Give the data below again, word for word.

--------------------------------------------------

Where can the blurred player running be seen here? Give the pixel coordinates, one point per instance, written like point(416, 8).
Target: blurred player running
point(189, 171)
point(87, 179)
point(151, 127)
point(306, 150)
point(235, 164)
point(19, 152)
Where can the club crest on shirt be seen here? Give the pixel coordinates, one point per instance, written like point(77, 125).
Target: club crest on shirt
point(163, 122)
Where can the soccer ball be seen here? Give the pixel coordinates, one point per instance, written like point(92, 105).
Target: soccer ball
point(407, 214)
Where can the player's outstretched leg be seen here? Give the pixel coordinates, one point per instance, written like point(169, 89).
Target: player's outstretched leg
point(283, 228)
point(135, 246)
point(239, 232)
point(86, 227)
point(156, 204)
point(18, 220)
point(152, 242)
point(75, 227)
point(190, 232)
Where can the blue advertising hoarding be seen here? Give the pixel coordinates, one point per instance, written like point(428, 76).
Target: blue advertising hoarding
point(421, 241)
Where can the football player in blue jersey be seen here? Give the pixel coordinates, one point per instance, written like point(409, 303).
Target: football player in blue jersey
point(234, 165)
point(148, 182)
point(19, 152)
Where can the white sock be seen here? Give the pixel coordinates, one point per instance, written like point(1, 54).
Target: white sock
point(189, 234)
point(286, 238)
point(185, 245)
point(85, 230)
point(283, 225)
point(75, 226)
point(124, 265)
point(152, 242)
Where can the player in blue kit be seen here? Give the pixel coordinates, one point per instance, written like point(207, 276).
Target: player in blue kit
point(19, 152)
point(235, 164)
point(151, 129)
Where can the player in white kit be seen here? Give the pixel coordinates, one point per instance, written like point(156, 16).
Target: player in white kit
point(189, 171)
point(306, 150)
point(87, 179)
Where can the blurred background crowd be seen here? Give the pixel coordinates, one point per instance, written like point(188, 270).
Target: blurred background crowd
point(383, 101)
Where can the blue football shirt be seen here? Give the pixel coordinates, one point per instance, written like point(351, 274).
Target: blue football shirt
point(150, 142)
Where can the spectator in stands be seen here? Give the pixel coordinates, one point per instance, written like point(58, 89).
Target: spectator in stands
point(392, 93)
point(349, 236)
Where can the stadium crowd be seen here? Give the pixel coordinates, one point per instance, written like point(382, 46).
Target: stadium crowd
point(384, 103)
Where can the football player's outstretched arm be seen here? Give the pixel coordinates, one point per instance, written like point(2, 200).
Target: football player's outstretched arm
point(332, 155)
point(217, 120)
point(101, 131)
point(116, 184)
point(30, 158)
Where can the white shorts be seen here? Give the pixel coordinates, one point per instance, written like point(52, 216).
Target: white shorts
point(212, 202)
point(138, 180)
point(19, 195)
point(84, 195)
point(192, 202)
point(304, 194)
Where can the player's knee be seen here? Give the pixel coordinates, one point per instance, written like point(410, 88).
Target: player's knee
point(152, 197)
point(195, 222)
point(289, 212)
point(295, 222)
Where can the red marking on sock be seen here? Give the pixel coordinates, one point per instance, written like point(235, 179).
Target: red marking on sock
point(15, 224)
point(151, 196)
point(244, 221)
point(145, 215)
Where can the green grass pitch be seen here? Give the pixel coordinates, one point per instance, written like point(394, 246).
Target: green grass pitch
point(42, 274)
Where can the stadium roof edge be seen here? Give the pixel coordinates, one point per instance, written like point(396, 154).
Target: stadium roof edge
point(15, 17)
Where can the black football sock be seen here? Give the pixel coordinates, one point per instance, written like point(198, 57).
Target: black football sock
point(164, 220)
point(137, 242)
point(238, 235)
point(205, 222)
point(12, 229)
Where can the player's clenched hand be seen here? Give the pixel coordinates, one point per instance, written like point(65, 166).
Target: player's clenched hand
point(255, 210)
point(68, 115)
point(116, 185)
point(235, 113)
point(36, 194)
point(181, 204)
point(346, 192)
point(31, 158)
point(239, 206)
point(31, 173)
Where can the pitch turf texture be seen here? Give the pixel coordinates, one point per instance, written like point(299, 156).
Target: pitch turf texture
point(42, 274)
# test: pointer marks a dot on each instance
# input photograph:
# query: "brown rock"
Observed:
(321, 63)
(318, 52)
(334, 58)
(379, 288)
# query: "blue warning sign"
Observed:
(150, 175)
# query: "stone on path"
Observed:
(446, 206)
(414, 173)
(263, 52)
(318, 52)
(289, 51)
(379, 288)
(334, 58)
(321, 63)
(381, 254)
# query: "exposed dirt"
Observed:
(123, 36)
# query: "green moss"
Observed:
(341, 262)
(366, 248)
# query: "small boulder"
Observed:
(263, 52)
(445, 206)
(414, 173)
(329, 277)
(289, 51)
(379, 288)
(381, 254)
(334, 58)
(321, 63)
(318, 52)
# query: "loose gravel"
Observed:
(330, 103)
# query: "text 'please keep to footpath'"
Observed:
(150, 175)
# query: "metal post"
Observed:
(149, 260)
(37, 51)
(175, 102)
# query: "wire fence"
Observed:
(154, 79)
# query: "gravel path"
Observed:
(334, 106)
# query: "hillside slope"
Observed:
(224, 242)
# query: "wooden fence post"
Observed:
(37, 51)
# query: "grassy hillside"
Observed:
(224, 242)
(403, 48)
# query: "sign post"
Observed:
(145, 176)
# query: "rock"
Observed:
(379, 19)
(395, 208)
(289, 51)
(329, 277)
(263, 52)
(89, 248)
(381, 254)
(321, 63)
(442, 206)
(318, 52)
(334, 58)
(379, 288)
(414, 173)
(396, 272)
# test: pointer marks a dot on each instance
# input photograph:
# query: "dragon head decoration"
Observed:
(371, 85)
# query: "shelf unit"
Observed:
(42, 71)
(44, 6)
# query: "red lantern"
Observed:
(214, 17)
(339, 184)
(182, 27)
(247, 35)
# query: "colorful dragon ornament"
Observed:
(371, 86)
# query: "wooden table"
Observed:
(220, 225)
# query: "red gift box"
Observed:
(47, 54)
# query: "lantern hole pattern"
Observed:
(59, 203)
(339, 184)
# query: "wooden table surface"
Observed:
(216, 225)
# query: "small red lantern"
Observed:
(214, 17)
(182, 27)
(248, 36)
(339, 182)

--------------------------------------------------

» RESULT FOR THIS EXERCISE
Where can the blurred player running be seen here? Give the pixel coordinates, one point per instance, written like point(416, 8).
Target: blurred player running
point(189, 171)
point(87, 179)
point(151, 127)
point(306, 150)
point(235, 164)
point(19, 152)
Where can the club crest on shirt be seen here? Give the pixel coordinates, one point per instance, written like point(77, 125).
Target: club crest on shirt
point(163, 122)
Where can the soccer ball be seen here? Give the pixel coordinates, one point per instance, written like point(92, 105).
Target: soccer ball
point(407, 214)
Where can the player's outstretched leg be seen here? Give the pixel coordinates, one point per instance, written like point(169, 89).
Target: player's outstretched leg
point(283, 228)
point(135, 246)
point(239, 232)
point(86, 227)
point(156, 204)
point(18, 220)
point(152, 242)
point(75, 227)
point(190, 232)
Where can the blue advertising hoarding be seen here? Give the pixel coordinates, one point per instance, written like point(428, 76).
Target: blue advertising hoarding
point(421, 241)
Where can the football player in blue jersey be seen here? Give the pixel coordinates, one point per instance, written like point(409, 303).
Target: football player in blue jersey
point(234, 165)
point(148, 182)
point(19, 152)
Where can the white sock be seen here? Give the pixel coordinates, one point per instance, written like point(1, 54).
Target: white sock
point(189, 234)
point(286, 238)
point(185, 245)
point(85, 230)
point(283, 225)
point(75, 226)
point(124, 265)
point(152, 242)
Where can the player in blue kit be seen here? Give the pixel coordinates, one point per instance, written like point(207, 276).
Target: player in blue kit
point(19, 152)
point(235, 164)
point(151, 129)
Where can the player in white kit be seen here? Give the pixel coordinates, one point per instance, written like point(156, 16).
Target: player in white kit
point(189, 171)
point(306, 150)
point(87, 179)
Where can the blurred background crowd be seen here? Give the pixel coordinates, one point per instance, written like point(188, 270).
Target: blurred background crowd
point(383, 101)
Where can the blue football shirt be seen here? Give the pixel coordinates, one point per instance, written like point(351, 274).
Target: blue football shirt
point(150, 142)
Where can the spectator in stands be seen here? Give the pixel coordinates, one point per instance, written like point(58, 89).
Target: spectator in stands
point(392, 93)
point(349, 236)
Where can the stadium crowd be seen here? Give the pixel coordinates, one point per instance, written like point(382, 46).
Target: stadium crowd
point(384, 103)
Where can the football player's outstretched arm be seen here? Give the pixel coordinates, one point per instance, written like point(2, 200).
Target: football player's outstretched arm
point(332, 155)
point(217, 120)
point(101, 131)
point(116, 184)
point(30, 158)
Where can the white shorts be seen here? Give the pixel coordinates, one point per instance, written like point(52, 216).
Target: white shorts
point(212, 202)
point(138, 180)
point(19, 195)
point(84, 195)
point(192, 202)
point(304, 194)
Where can the player's knee be seen here? Give the pixel coordinates, one point per instance, written like point(410, 88).
Target: player's knee
point(152, 197)
point(195, 222)
point(289, 212)
point(295, 222)
Where can the red marking on sock be seen here? Give the pixel coordinates, one point per instance, written like point(235, 179).
Target: red marking on sock
point(15, 224)
point(151, 196)
point(244, 221)
point(145, 215)
Where can the green grass pitch be seen here? Give the pixel coordinates, one point per instance, written like point(394, 246).
Target: green grass pitch
point(42, 274)
Where can the stadium roof edge be seen here? Give the pixel coordinates, one point per instance, written like point(396, 154).
Target: stadium roof edge
point(15, 17)
Where can the black football sock be seen here? Give the pixel coordinates, one point per instance, written like point(198, 57).
Target: black football sock
point(164, 220)
point(137, 242)
point(238, 235)
point(205, 222)
point(12, 229)
Where can the player's clenched hand be seen here? Give the pixel coordinates, one point per instance, written like point(65, 166).
Target: player's clenched hand
point(255, 210)
point(68, 115)
point(116, 185)
point(235, 113)
point(36, 194)
point(181, 204)
point(346, 192)
point(31, 158)
point(239, 206)
point(31, 173)
Where can the pitch turf texture be seen here? Give the pixel coordinates, one point per instance, written like point(299, 156).
Target: pitch turf texture
point(42, 274)
# test: pointer marks a dot on each instance
# input photograph:
# query: "brown rock"
Observed:
(321, 63)
(318, 52)
(334, 58)
(379, 288)
# query: "blue warning sign"
Observed:
(150, 175)
# query: "stone on path"
Observed:
(446, 206)
(414, 173)
(263, 52)
(318, 52)
(289, 51)
(379, 288)
(334, 58)
(321, 63)
(381, 254)
# query: "exposed dirt"
Observed:
(123, 36)
# query: "green moss"
Observed:
(341, 262)
(366, 248)
# query: "small boulder"
Observed:
(263, 52)
(445, 206)
(414, 173)
(329, 277)
(289, 51)
(379, 288)
(381, 254)
(334, 58)
(321, 63)
(318, 52)
# query: "loose gravel"
Observed:
(330, 103)
# query: "text 'please keep to footpath'"
Observed:
(150, 175)
# query: "metal post"
Observed:
(149, 260)
(37, 51)
(175, 102)
# query: "wire fence"
Observed:
(154, 79)
# query: "gravel path"
Observed:
(334, 106)
# query: "hillside slope"
Observed:
(224, 242)
# query: "wooden fence post"
Observed:
(37, 51)
# query: "grassy hillside"
Observed:
(224, 242)
(403, 48)
# query: "sign post"
Observed:
(145, 176)
# query: "rock"
Observed:
(379, 19)
(395, 208)
(289, 51)
(329, 277)
(263, 52)
(89, 248)
(381, 254)
(321, 63)
(442, 206)
(318, 52)
(334, 58)
(379, 288)
(414, 173)
(396, 272)
# test: pointer marks a dot on each instance
# input photograph:
# query: "dragon head decoration"
Observed:
(371, 85)
# query: "shelf unit"
Observed:
(42, 71)
(44, 6)
# query: "red lantern"
Observed:
(214, 17)
(339, 184)
(182, 27)
(247, 35)
# query: "colorful dragon ornament"
Observed:
(371, 86)
# query: "wooden table"
Observed:
(220, 225)
# query: "red gift box"
Observed:
(47, 54)
# query: "lantern hole pattern"
Observed:
(59, 203)
(339, 184)
# query: "wooden table surface"
Observed:
(216, 225)
# query: "small red lantern"
Observed:
(214, 17)
(182, 27)
(248, 36)
(339, 182)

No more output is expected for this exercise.